[start Dataset extract]

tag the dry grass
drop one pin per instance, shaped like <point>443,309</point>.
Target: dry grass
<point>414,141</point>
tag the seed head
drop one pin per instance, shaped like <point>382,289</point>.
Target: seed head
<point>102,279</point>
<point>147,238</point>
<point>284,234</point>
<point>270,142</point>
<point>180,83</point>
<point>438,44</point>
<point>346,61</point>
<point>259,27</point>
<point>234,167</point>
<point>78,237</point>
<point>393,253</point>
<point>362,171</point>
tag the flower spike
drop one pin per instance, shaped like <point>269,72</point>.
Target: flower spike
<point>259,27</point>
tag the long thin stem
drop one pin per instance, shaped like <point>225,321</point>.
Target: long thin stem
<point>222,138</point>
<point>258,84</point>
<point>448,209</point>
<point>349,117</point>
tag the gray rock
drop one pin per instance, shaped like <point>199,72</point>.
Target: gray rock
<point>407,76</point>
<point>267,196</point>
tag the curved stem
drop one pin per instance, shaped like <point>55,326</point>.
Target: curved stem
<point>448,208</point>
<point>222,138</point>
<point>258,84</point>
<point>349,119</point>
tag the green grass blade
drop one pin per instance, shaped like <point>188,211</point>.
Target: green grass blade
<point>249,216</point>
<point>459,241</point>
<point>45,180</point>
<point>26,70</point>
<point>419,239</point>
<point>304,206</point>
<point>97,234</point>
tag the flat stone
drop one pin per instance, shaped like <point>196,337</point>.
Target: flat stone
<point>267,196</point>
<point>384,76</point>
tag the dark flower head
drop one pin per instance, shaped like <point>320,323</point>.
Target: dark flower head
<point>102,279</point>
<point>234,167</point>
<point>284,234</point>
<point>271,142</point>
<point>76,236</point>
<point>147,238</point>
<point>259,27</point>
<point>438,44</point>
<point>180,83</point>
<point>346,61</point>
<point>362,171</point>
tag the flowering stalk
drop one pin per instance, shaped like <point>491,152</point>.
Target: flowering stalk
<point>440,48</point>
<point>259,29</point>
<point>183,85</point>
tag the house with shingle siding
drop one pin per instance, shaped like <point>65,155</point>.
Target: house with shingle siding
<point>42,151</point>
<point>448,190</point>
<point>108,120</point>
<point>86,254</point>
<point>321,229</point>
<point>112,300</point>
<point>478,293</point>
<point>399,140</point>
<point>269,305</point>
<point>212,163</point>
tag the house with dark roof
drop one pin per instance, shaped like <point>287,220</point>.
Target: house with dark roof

[end Dataset extract]

**Aim of the exercise**
Can you reproduce all of the entries above, line for line and without changing a character?

**Solution to this problem**
tag the dry grass
drop one pin per instance, shaped like <point>443,309</point>.
Target: dry grass
<point>414,141</point>
tag the seed head
drop one pin per instance, shaped like <point>382,289</point>.
Target: seed head
<point>102,279</point>
<point>147,238</point>
<point>284,234</point>
<point>270,142</point>
<point>180,83</point>
<point>438,44</point>
<point>346,61</point>
<point>259,27</point>
<point>234,167</point>
<point>78,237</point>
<point>393,253</point>
<point>362,171</point>
tag the flower spike
drop one pin per instance, shaped like <point>269,72</point>.
Target: flower spike
<point>259,27</point>
tag the long thin stem
drop one pin per instance, shaped like <point>225,321</point>.
Target: long thin stem
<point>222,138</point>
<point>258,84</point>
<point>448,209</point>
<point>349,117</point>
tag the gray rock
drop one pin per instance, shaped like <point>199,72</point>.
Target: gray rock
<point>407,76</point>
<point>267,196</point>
tag the curved stem
drop one pin per instance, shaped like <point>55,326</point>.
Target: curved stem
<point>448,208</point>
<point>222,138</point>
<point>258,84</point>
<point>349,119</point>
tag the green grass blade
drop one pin per instance, shaped like <point>188,211</point>.
Target: green grass blade
<point>249,216</point>
<point>459,241</point>
<point>45,180</point>
<point>26,70</point>
<point>419,239</point>
<point>304,206</point>
<point>97,234</point>
tag the flat stone
drop one pin per instance, shaped like <point>196,337</point>.
Target: flat stone
<point>267,196</point>
<point>384,76</point>
tag the dark flower head
drop one pin per instance, shaped like <point>320,323</point>.
Target: dark flower head
<point>102,279</point>
<point>234,167</point>
<point>284,234</point>
<point>271,142</point>
<point>76,236</point>
<point>147,238</point>
<point>259,27</point>
<point>438,44</point>
<point>180,83</point>
<point>346,61</point>
<point>362,171</point>
tag the flowering stalk
drop one pin per instance, shaped like <point>491,152</point>.
Target: flowering stalk
<point>440,48</point>
<point>259,29</point>
<point>183,85</point>
tag the house with shingle siding
drop one pin per instance, shaped like <point>65,155</point>.
Target: house with shingle siding
<point>42,151</point>
<point>448,190</point>
<point>108,120</point>
<point>86,254</point>
<point>321,229</point>
<point>112,300</point>
<point>478,293</point>
<point>399,140</point>
<point>269,305</point>
<point>212,163</point>
tag the house with dark roof
drop one pin per instance, shaped like <point>287,220</point>.
Target: house with dark roof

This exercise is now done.